-------- Document source --------

La chienne Laïka dans une capsule pressurisée, à Moscou, avant son départ dans le Spoutnik, en 1957. (RIA NOVOSTI / AFP)

Maigre consolation : Laïka reste à jamais comme le premier être vivant à avoir été placé en orbite autour de la Terre. Surtout, elle a prouvé qu'un être vivant pouvait survivre en apesanteur. En 1947 déjà, des mouches drosophiles avaient été propulsées dans une fusée V2 puis ramenées en vie, dans le cadre d'une étude sur les effets des rayonnements à haute altitude sur les organismes vivants. Au début des années 1950, des rats, des souris et des lapins avaient également effectué des vols en ballon.

Chiens soviétiques et singes américains

Les Etats-Unis, eux, ont préféré réaliser des tests sur des singes, rappelle Slate, pour leurs similitudes physiologiques avec l'homme. Entre 1948 et 1951, la Nasa fait ainsi décoller au total six singes rhésus, avec des résultats à chaque fois malheureux. Albert I meurt de suffocation pendant le voyage. Albert II parvient à atteindre l'espace, mais il meurt dans le crash de sa capsule, lié à un défaut de parachute. Albert VI (ou Yorick) est le premier de la série à survivre, explique la Nasa (en anglais), après un séjour à 72 km d'altitude. Mais il meurt peu de temps après, signale Space.com (en anglais), sans doute en raison d'un stress thermique.

Côté russe, les chiens Tsygan et Dezik deviennent les premiers survivants d'un vol suborbital (dont la vitesse n'est pas suffisante pour entrer en orbite), après avoir atteint 100 km d'altitude en 1951. Après de nombreux autres tests, l'URSS passe ensuite aux vols orbitaux. Avec Laïka, donc, puis avec les chiens Belka et Strelka, premiers à rentrer vivants d'un tel périple. Leur mission est effectuée en août 1960, quelques mois avant le premier vol habité du Soviétique Youri Gagarine, le 12 avril 1961. La renommée des deux animaux est telle que des timbres sont imprimés à leur effigie et que la légende est encore vivace, avec un film d'animation en 3D sorti récemment en Russie.

La Nasa, elle, poursuit ses travaux avec des singes. En 1957, Miss Baker est la première à survivre à un vol spatial. Puis vient le tour du programme Mercury, avec Ham, capturé au Cameroun puis transféré et entraîné en Floride. Bardé de capteurs et enfermé dans une capsule pressurisée, il s'envole en 1961 depuis la base de Cap Canaveral pour un vol en apesanteur de sept minutes, à 250 kilomètres d'altitude.

-------- Entrées affichées --------

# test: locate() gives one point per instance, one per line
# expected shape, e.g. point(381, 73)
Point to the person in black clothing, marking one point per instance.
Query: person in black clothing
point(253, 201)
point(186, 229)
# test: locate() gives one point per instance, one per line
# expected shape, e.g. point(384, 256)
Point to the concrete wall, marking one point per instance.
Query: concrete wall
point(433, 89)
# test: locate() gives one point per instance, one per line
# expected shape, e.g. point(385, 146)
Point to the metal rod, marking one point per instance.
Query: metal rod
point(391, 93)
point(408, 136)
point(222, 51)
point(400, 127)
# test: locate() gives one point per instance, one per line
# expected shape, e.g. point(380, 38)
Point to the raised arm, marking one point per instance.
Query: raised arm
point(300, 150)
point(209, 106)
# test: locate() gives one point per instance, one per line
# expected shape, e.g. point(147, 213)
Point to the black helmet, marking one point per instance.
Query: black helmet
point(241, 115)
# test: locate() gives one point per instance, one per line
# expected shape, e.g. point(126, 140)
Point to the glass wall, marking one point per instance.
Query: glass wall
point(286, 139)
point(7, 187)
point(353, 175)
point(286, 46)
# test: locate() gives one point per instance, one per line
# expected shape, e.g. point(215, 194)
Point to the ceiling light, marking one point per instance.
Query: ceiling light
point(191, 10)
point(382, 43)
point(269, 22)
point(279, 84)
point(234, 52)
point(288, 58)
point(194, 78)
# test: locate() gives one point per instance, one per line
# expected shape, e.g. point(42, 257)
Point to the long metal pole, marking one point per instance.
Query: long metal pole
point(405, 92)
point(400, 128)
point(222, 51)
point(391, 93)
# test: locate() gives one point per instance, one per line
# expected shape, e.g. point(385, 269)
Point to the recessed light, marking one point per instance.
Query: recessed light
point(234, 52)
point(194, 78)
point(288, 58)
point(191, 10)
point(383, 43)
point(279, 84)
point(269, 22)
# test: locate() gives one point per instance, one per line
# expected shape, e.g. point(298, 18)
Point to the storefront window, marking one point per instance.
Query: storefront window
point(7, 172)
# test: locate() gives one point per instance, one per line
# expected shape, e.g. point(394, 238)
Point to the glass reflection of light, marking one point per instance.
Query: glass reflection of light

--------

Travail demandé
(1) Répondez d'après le texte sur les animaux envoyés dans l'espace :
(a) En quelle année des mouches drosophiles ont-elles été propulsées dans une fusée V2 ?
(b) Quelle altitude les chiens Tsygan et Dezik ont-ils atteinte en 1951 ?
(c) Combien de temps a duré le vol en apesanteur de Ham ?
(2) Recopiez le passage du texte commençant par « Chiens soviétiques et » et allant jusqu'à « d'un stress thermique. », en remplaçant « singes rhésus » par « macaques rhésus ».
La liste n'a aucun rapport avec le texte.

Réponses attendues
(1)
(a) En 1947.
(b) 100 km.
(c) Sept minutes.

(2)
Chiens soviétiques et singes américains

Les Etats-Unis, eux, ont préféré réaliser des tests sur des singes, rappelle Slate, pour leurs similitudes physiologiques avec l'homme. Entre 1948 et 1951, la Nasa fait ainsi décoller au total six macaques rhésus, avec des résultats à chaque fois malheureux. Albert I meurt de suffocation pendant le voyage. Albert II parvient à atteindre l'espace, mais il meurt dans le crash de sa capsule, lié à un défaut de parachute. Albert VI (ou Yorick) est le premier de la série à survivre, explique la Nasa (en anglais), après un séjour à 72 km d'altitude. Mais il meurt peu de temps après, signale Space.com (en anglais), sans doute en raison d'un stress thermique.